**TASK DESCRIPTION:**
In the records that follow, update the part that opens with the line containing "the owl ear" and runs through the end of the records, replacing "highlight" with "outline" and leaving everything else as it is. Give back only that part.

**EXERCISE DATA:**
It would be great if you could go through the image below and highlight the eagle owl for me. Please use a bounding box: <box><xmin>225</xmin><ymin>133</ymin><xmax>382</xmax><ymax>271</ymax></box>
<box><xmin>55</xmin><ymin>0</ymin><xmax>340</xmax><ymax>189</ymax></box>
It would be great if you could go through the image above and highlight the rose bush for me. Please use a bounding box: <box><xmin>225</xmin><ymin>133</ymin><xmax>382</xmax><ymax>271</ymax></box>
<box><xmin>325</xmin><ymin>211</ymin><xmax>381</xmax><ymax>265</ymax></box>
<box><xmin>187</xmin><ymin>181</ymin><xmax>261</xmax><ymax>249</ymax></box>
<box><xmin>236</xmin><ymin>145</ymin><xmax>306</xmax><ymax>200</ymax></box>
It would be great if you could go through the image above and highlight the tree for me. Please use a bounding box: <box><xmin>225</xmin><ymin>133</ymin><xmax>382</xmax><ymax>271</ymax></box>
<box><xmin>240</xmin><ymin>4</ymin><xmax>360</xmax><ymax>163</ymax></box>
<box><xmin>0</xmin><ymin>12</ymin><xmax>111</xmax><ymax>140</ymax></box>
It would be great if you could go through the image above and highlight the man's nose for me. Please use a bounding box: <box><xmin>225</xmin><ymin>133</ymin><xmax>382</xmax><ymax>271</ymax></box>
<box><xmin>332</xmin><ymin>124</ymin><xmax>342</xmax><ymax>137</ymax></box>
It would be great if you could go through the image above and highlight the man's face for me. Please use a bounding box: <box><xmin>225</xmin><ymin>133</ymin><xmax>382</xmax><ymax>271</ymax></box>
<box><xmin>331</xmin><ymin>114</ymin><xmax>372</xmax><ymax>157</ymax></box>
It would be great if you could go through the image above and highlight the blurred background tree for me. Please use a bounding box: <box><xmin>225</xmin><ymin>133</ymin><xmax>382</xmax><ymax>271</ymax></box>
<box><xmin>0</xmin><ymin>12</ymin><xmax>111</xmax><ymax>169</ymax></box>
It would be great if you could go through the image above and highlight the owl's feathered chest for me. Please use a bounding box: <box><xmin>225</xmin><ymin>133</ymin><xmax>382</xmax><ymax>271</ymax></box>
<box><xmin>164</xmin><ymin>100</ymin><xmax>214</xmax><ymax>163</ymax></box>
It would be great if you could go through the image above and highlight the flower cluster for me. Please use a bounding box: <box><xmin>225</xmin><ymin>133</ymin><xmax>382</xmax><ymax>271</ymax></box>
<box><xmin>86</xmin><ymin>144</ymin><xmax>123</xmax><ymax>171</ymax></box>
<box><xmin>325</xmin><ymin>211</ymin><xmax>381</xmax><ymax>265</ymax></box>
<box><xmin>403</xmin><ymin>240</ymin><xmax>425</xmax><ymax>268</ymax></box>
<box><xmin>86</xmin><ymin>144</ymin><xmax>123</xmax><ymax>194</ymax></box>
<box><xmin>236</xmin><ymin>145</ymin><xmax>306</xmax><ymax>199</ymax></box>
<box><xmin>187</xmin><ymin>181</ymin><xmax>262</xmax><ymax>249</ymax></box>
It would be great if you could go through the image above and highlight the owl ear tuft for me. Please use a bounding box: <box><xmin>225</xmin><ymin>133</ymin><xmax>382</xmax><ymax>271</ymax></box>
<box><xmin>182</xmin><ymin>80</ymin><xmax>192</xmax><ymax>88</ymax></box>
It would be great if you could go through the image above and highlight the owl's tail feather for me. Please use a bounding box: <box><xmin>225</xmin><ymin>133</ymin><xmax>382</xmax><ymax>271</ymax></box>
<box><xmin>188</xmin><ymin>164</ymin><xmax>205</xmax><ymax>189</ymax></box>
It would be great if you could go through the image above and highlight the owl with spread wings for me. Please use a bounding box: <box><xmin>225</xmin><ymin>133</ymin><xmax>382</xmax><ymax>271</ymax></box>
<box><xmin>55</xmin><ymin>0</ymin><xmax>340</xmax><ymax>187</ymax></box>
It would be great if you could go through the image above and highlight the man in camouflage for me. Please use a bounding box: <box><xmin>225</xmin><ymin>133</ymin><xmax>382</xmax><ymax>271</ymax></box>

**EXERCISE RESPONSE:**
It would be great if you could go through the image above and outline the owl ear tuft for me. Please use a bounding box: <box><xmin>225</xmin><ymin>133</ymin><xmax>382</xmax><ymax>271</ymax></box>
<box><xmin>182</xmin><ymin>80</ymin><xmax>192</xmax><ymax>88</ymax></box>
It would be great if you could go through the image above and outline the owl's tail feather for me. Please use a bounding box: <box><xmin>225</xmin><ymin>133</ymin><xmax>382</xmax><ymax>271</ymax></box>
<box><xmin>188</xmin><ymin>164</ymin><xmax>205</xmax><ymax>189</ymax></box>
It would be great if you could go through the image above and outline the owl with spread wings for me. Please use a bounding box: <box><xmin>225</xmin><ymin>133</ymin><xmax>382</xmax><ymax>271</ymax></box>
<box><xmin>55</xmin><ymin>0</ymin><xmax>340</xmax><ymax>187</ymax></box>
It would be great if you could go through the image above and outline the man in camouflage for me. Please use a bounding box: <box><xmin>225</xmin><ymin>133</ymin><xmax>382</xmax><ymax>271</ymax></box>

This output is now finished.